::: 选段

两独立样本率差置信区间
两样本率分别用 \(\hat{p}_1\) 和 \(\hat{p}_2\) 表示,两组样本量分别用 \(n_1\) 和 \(n_2\) 表示。
Pearson's Chi-Square
\[
\begin{align}
\text{L} & = \hat{p}_1 - \hat{p}_2 - z_{1 - \alpha/2} \sqrt{\frac{\hat{p}_1(1-\hat{p}_1)}{n_1} + \frac{\hat{p}_2(1-\hat{p}_2)}{n_2}} \\
\text{U} & = \hat{p}_1 - \hat{p}_2 + z_{1 - \alpha/2} \sqrt{\frac{\hat{p}_1(1-\hat{p}_1)}{n_1} + \frac{\hat{p}_2(1-\hat{p}_2)}{n_2}}
\end{align}
\]
置信区间宽度:
\[
d = \operatorname{min}\left(\text{U}, 1\right) - \operatorname{max}\left(\text{L}, -1\right)
\]
样本量的闭式解的分类讨论
设 \(k = n_1 / n_2\)
\(\text{L} < -1, \text{U} \leqslant 1\)
\[
d = \hat{p}_1 - \hat{p}_2 + z_{1 - \alpha/2} \sqrt{\frac{\hat{p}_1(1-\hat{p}_1)}{n_1} + \frac{\hat{p}_2(1-\hat{p}_2)}{n_2}} - (-1)
\]
可解出:
\[
\begin{align}
n_2 & = \frac{z_{1-\alpha/2}^2 \left[\hat{p}_1(1-\hat{p}_1)/k + \hat{p}_2(1-\hat{p}_2)\right]}{\left[d-(\hat{p}_1-\hat{p}_2)-1\right]^2} \\
n_1 & = k n_2
\end{align}
\]
\(\text{L} < -1, \text{U} > 1\)

::::::
::: 提供的数据

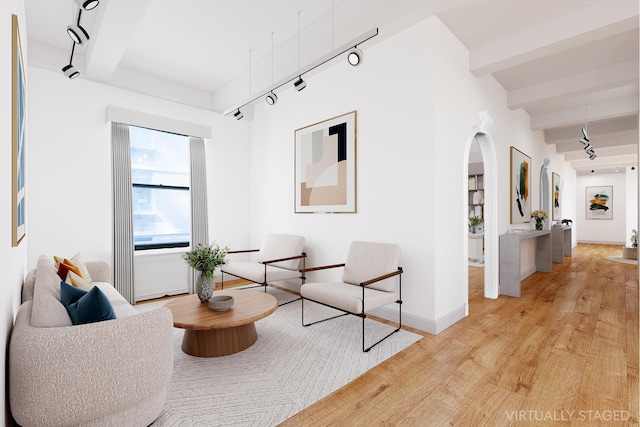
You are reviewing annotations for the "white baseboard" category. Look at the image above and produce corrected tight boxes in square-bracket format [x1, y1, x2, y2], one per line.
[578, 240, 626, 246]
[371, 305, 465, 335]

::::::

待办事项:
[A] 判断下列说法是否与关于两样本率差置信区间的选段相符,每条答"是"或"否",并原文引用起决定作用的字句:(i) 文中设 k 为 n₁ 与 n₂ 之比;(ii) 两组样本量分别用 \(\hat{p}_1\) 和 \(\hat{p}_2\) 表示;(iii) 区间上下限公式列在 Fisher 精确检验标题下。
[B] 从关于两样本率差置信区间的选段末行之后接着写下去。
上面的列表是单独的材料,与选段无关。

各题答案:
[A]
(i) 是:"设 \(k = n_1 / n_2\)"
(ii) 否:"两组样本量分别用 \(n_1\) 和 \(n_2\) 表示"
(iii) 否:"Pearson's Chi-Square"

[B]
\[
d = 1 - (-1) = 2
\]
\(d\) 与样本量无关,无法确定样本量。
\(\text{L} \geqslant -1, \text{U} \leqslant 1\)
\[
d = 2 \cdot z_{1 - \alpha/2} \sqrt{\frac{\hat{p}_1(1-\hat{p}_1)}{n_1} + \frac{\hat{p}_2(1-\hat{p}_2)}{n_2}}
\]
可解出:
\[
\begin{align}
n_2 & = \frac{4 \cdot z_{1-\alpha/2}^2 \left[\hat{p}_1(1-\hat{p}_1)/k + \hat{p}_2(1-\hat{p}_2)\right]}{d^2} \\
n_1 & = k n_2
\end{align}
\]
\(\text{L} \geqslant -1, \text{U} > 1\)
\[
d = 1 - \left( \hat{p}_1 - \hat{p}_2 - z_{1 - \alpha/2} \sqrt{\frac{\hat{p}_1(1-\hat{p}_1)}{n_1} + \frac{\hat{p}_2(1-\hat{p}_2)}{n_2}} \right),
\]
可解出:
\[
\begin{align}
n_2 & = \frac{z_{1-\alpha/2}^2 \left[\hat{p}_1(1-\hat{p}_1)/k + \hat{p}_2(1-\hat{p}_2)\right]}{\left[d+(\hat{p}_1-\hat{p}_2)-1\right]^2} \\
n_1 & = k n_2
\end{align}
\]
\[
\begin{align}
\text{L} & = \hat{p}_1 - \hat{p}_2 - z_{1 - \alpha} \sqrt{\frac{\hat{p}_1(1-\hat{p}_1)}{n_1} + \frac{\hat{p}_2(1-\hat{p}_2)}{n_2}} \\
\text{U} & = 1
\end{align}
\]
从样本率差到置信下限的距离:
\[
d = (\hat{p}_1-\hat{p}_2) - \operatorname{max}\left(\text{L}, -1\right)
\]
样本量的闭式解的分类讨论
设 \(k = n_1 / n_2\)
\(\text{L} < -1\)
\[
d = \hat{p}_1 - \hat{p}_2 - (-1)
\]
\(d\) 与样本量无关,无法确定样本量。
\(\text{L} \geqslant -1\)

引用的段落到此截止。